▶ Records for processing:

[Start of section]

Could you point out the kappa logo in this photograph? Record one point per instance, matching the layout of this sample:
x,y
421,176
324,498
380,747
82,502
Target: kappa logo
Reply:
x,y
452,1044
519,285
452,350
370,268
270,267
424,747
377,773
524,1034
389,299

[End of section]
[Start of section]

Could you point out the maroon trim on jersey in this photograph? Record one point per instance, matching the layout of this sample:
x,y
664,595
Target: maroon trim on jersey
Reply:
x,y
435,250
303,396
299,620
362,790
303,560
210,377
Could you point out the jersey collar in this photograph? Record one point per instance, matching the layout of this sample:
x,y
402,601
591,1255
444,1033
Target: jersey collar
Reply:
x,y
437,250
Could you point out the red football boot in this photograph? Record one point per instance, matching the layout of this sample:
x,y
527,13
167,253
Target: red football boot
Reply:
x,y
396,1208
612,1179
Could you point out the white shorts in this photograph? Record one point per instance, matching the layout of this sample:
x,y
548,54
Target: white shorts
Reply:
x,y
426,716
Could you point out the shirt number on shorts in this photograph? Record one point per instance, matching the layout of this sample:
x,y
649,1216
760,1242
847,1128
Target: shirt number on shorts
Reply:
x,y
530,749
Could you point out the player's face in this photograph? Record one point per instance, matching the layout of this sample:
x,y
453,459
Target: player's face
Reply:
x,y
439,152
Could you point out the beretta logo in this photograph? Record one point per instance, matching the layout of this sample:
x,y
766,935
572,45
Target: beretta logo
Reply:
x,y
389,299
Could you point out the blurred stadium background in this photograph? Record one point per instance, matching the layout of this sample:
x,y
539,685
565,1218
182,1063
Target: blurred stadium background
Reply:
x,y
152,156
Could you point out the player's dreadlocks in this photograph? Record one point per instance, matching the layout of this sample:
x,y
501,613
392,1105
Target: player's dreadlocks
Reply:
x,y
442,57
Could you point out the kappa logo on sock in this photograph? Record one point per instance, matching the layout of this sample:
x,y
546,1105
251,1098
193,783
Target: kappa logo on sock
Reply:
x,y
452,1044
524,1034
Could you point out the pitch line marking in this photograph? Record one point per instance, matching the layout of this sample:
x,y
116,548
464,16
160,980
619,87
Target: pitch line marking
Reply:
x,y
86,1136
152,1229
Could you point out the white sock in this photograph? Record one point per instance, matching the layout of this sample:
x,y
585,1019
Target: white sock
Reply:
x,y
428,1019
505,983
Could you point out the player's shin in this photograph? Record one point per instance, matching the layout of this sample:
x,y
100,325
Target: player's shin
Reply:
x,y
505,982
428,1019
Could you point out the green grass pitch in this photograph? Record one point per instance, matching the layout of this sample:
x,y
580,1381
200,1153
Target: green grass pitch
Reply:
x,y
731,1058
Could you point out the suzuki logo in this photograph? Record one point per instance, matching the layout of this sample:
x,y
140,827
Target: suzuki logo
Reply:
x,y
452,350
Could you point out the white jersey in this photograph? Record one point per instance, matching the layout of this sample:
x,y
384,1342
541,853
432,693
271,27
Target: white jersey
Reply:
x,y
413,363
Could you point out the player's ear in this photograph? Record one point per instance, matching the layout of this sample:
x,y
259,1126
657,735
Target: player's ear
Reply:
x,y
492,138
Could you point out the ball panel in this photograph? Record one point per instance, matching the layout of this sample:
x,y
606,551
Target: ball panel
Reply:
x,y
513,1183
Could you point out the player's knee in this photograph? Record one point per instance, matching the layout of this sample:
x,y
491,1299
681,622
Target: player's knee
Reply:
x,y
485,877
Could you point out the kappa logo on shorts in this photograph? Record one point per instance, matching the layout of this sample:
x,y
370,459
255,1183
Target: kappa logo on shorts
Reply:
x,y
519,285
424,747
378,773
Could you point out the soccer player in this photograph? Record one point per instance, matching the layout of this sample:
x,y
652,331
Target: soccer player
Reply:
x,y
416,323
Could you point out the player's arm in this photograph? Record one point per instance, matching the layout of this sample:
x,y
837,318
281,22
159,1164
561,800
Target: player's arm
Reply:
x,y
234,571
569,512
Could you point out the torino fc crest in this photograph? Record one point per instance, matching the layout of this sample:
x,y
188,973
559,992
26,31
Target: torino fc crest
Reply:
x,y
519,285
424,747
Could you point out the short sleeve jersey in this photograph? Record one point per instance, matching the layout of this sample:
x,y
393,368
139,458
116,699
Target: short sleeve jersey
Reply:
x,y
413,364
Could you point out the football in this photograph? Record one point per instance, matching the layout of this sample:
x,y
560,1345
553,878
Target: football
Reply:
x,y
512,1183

[End of section]

▶ Goal of the exercise: Could you repeat exactly the lines in the listing above from the one with "Could you point out the suzuki" down to the one with "Target: player's ear"? Include both of those lines.

▶ Output below:
Could you point out the suzuki logo in this photograph? Record one point per instance, matching the layout of this sample:
x,y
140,827
Target: suzuki logo
Reply:
x,y
452,350
Could you point out the white jersey in this photograph? Record one point per instance, matching the layout of this sample:
x,y
384,1342
541,853
432,693
271,27
Target: white jersey
Reply:
x,y
413,363
Could you point out the player's ear in this photograph? Record one point per instance, matching the layout of this sample:
x,y
259,1126
657,735
Target: player's ear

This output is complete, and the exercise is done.